# Sight Fishing Watercraft



## tg2n1 (Oct 29, 2012)

Looking for a solo watercraft for sight fishing? Any suggestions?


----------



## Bubbagon (Mar 8, 2010)

Plenty of good boats you can stand in. 
-What kind of water will you be fishing?
-How big are you?
-Taking along a dog, a kid?
-Long trips? Short trips?
-Trolling?Casting?


----------



## tg2n1 (Oct 29, 2012)

- Caesar Creek Lake, East Fork Creek Lake, LMR, GMR.
- 6' 4" about 200lbs
- Maybe a dog but not when fishing
- 3-6 hour trips
- Casting - Hopefully sight fishing for carp with a fly rod.


----------



## Bubbagon (Mar 8, 2010)

In general, you're probably going to want a sit on top kayak, something right about 12 feet long, and one that isn't designed specifically for ALL flat water or ALL flowing water.

Native Slayer 12 would fit your bill: http://www.nativewatercraft.com/m.boat.cfm?id=48

Or check out a Jackson Cuda 12:
http://jacksonkayak.com/jk-kayaks/kayak-fishing/cuda-12/

Lots of opportunities to go to kayak shows, demo days, etc...coming up in the next couple months. If you can find somewhere not too far from home, and get a chance to paddle before you buy, that'd be the best scenario.


----------



## imalt (Apr 17, 2008)

I have a kayak and a pontoon. But I prefer the inflatable pontoon for sight fishing and rivers for that matter. I am adding a trolling motor to mine this year for some lake action. You can also pick a used one up cheaper than the fancier kayaks. If you plan on taking long trips with a lot of paddeling involved though kayak is the way to go.


----------



## tg2n1 (Oct 29, 2012)

Thank you everybody. My plan is to work the shore line of the lakes above for carp. But also to coast along the LMR and GMR for smallies and other takers. I was thinking about a Liquid Logic Versa board. Seems like best of both worlds of SOT and SUP.


----------



## TheCream (Mar 19, 2009)

I sight fish carp all the time in my SOT. I do it from the seated position without too many issues. The main problem for me is water chop, and no matter what boat you have that will be an issue for you trying to see fish when the wind is blowing. If you have not done this, you will be shocked at how close you can get to carp in a kayak. I bet the average distance I am from a fish I hook is maybe 15-20'. I have shot video from several trips, let me know if you want to see it. I can send you links.


----------



## Bubbagon (Mar 8, 2010)

tg2n1 said:


> Thank you everybody. My plan is to work the shore line of the lakes above for carp. But also to coast along the LMR and GMR for smallies and other takers. I was thinking about a Liquid Logic Versa board. Seems like best of both worlds of SOT and SUP.


SUP might be really cool. Kind of the perfect platform for a flyfisherman. The only downside I see to them would be paddling any flat water distances or pools with no current.


----------



## tg2n1 (Oct 29, 2012)

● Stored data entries

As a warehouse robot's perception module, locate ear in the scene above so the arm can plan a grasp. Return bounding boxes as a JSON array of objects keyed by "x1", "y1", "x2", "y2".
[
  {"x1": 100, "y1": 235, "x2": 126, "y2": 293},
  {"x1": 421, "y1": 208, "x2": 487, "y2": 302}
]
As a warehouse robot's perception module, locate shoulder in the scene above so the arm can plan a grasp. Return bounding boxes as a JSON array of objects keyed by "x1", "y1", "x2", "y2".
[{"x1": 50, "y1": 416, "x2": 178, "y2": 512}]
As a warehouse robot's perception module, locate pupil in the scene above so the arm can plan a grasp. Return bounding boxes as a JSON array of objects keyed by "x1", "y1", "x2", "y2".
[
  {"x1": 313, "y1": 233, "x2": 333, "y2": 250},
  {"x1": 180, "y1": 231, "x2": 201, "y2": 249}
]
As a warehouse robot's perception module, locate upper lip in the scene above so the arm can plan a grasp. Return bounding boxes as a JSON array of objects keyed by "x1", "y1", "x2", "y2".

--

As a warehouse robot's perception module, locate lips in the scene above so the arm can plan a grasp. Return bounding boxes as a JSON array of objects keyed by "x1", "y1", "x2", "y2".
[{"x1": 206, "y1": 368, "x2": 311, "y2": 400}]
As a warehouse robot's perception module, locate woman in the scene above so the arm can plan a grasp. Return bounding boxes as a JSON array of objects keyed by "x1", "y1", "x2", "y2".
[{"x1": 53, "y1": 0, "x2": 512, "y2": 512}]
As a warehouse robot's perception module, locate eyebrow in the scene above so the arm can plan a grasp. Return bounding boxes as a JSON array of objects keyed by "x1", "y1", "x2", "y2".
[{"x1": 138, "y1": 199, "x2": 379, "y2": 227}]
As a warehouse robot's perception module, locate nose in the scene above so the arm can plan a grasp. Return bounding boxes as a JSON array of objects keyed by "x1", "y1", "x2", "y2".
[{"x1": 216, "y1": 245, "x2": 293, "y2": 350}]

● REQUIRED WORK
**1)** In the fishing watercraft thread, roughly what length of sit-on-top kayak does Bubbagon suggest?
**2)** Print everything in the fishing watercraft thread from "Or check out" down to "(Apr 17, 2008)".
The entries have no connection to the fishing watercraft thread.

● THE RESPONSES
**1)** About 12 feet long.

**2)**
Or check out a Jackson Cuda 12:
http://jacksonkayak.com/jk-kayaks/kayak-fishing/cuda-12/

Lots of opportunities to go to kayak shows, demo days, etc...coming up in the next couple months. If you can find somewhere not too far from home, and get a chance to paddle before you buy, that'd be the best scenario.


----------



## imalt (Apr 17, 2008)